GOAL: Can you reproduce all the records below in full, requests included, with every coordinate in the answers shifted by adding 90 to each number?

THE RECORDS:
↓
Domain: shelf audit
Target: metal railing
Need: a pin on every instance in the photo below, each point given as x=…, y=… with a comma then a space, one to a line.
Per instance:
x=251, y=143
↑
THE RESULT:
Domain: shelf audit
Target: metal railing
Need: a pin on every instance in the photo below, each point given as x=…, y=… with a comma then a space, one to a line.
Per instance:
x=341, y=233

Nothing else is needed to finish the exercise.